##### SUPPLIED DATA #####

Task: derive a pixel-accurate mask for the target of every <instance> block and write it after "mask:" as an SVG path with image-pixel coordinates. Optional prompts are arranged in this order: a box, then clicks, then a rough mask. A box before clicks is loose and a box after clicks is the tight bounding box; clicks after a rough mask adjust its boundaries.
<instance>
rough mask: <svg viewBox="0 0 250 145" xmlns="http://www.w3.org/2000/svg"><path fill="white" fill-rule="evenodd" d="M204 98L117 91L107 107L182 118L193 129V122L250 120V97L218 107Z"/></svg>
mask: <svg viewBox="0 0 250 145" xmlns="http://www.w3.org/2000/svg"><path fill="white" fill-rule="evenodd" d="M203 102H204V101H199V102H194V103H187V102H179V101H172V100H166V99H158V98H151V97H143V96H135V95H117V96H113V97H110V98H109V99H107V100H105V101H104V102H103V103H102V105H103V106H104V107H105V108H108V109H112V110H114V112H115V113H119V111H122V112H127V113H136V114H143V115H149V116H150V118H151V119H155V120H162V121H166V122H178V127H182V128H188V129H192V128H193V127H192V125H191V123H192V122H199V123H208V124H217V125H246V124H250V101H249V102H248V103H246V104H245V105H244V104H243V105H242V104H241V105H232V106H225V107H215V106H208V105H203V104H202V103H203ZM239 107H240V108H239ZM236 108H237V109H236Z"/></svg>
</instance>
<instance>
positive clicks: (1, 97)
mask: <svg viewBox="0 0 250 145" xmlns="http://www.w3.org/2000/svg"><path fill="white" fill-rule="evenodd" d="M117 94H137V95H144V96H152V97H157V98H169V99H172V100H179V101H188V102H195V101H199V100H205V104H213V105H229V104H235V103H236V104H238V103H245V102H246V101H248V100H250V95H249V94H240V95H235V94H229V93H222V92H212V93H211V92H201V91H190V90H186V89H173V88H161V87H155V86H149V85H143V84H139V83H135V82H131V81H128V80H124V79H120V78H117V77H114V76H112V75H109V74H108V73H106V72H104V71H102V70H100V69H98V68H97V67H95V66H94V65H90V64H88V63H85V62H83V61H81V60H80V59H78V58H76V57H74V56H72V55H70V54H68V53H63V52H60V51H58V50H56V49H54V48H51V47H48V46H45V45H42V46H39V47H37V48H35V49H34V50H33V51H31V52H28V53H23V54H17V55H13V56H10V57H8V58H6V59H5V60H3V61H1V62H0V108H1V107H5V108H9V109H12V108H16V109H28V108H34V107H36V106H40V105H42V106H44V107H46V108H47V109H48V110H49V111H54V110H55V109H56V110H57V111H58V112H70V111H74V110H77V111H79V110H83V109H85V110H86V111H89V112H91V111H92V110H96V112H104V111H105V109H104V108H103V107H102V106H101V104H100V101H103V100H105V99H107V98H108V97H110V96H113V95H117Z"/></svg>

#####

→ TASK STATEMENT:
From the first line to the last, copy every record exactly.

→ EXERCISE RESULT:
Task: derive a pixel-accurate mask for the target of every <instance> block and write it after "mask:" as an SVG path with image-pixel coordinates. Optional prompts are arranged in this order: a box, then clicks, then a rough mask. A box before clicks is loose and a box after clicks is the tight bounding box; clicks after a rough mask adjust its boundaries.
<instance>
rough mask: <svg viewBox="0 0 250 145" xmlns="http://www.w3.org/2000/svg"><path fill="white" fill-rule="evenodd" d="M204 98L117 91L107 107L182 118L193 129V122L250 120V97L218 107Z"/></svg>
mask: <svg viewBox="0 0 250 145" xmlns="http://www.w3.org/2000/svg"><path fill="white" fill-rule="evenodd" d="M203 102H204V101H199V102H194V103H187V102H179V101H172V100H166V99H158V98H151V97H143V96H135V95H117V96H113V97H110V98H109V99H107V100H105V101H104V102H103V103H102V105H103V106H104V107H105V108H108V109H112V110H114V112H115V113H119V111H122V112H127V113H136V114H143V115H149V116H150V118H151V119H155V120H162V121H166V122H178V127H182V128H188V129H192V128H193V127H192V125H191V123H192V122H199V123H208V124H217V125H246V124H250V101H249V102H248V103H246V104H245V105H244V104H243V105H242V104H241V105H232V106H225V107H215V106H208V105H203V104H202V103H203ZM239 107H240V108H239ZM236 108H237V109H236Z"/></svg>
</instance>
<instance>
positive clicks: (1, 97)
mask: <svg viewBox="0 0 250 145" xmlns="http://www.w3.org/2000/svg"><path fill="white" fill-rule="evenodd" d="M117 94H137V95H144V96H152V97H157V98H169V99H172V100H179V101H188V102H195V101H199V100H205V104H213V105H229V104H235V103H236V104H238V103H245V102H246V101H248V100H250V95H249V94H240V95H235V94H229V93H222V92H212V93H211V92H201V91H190V90H186V89H173V88H161V87H155V86H149V85H143V84H139V83H135V82H131V81H128V80H124V79H120V78H117V77H114V76H112V75H109V74H108V73H106V72H104V71H102V70H100V69H98V68H97V67H95V66H94V65H90V64H88V63H85V62H83V61H81V60H80V59H78V58H76V57H74V56H72V55H70V54H68V53H63V52H60V51H58V50H56V49H54V48H51V47H48V46H45V45H42V46H39V47H37V48H35V49H34V50H33V51H31V52H28V53H23V54H17V55H13V56H10V57H8V58H6V59H5V60H3V61H1V62H0V108H1V107H5V108H9V109H12V108H16V109H28V108H34V107H36V106H40V105H42V106H44V107H46V108H47V109H48V110H49V111H54V110H55V109H56V110H57V111H58V112H70V111H74V110H77V111H79V110H83V109H85V110H86V111H89V112H91V111H92V110H96V112H104V111H105V109H104V108H103V107H102V106H101V104H100V101H103V100H105V99H107V98H108V97H110V96H113V95H117Z"/></svg>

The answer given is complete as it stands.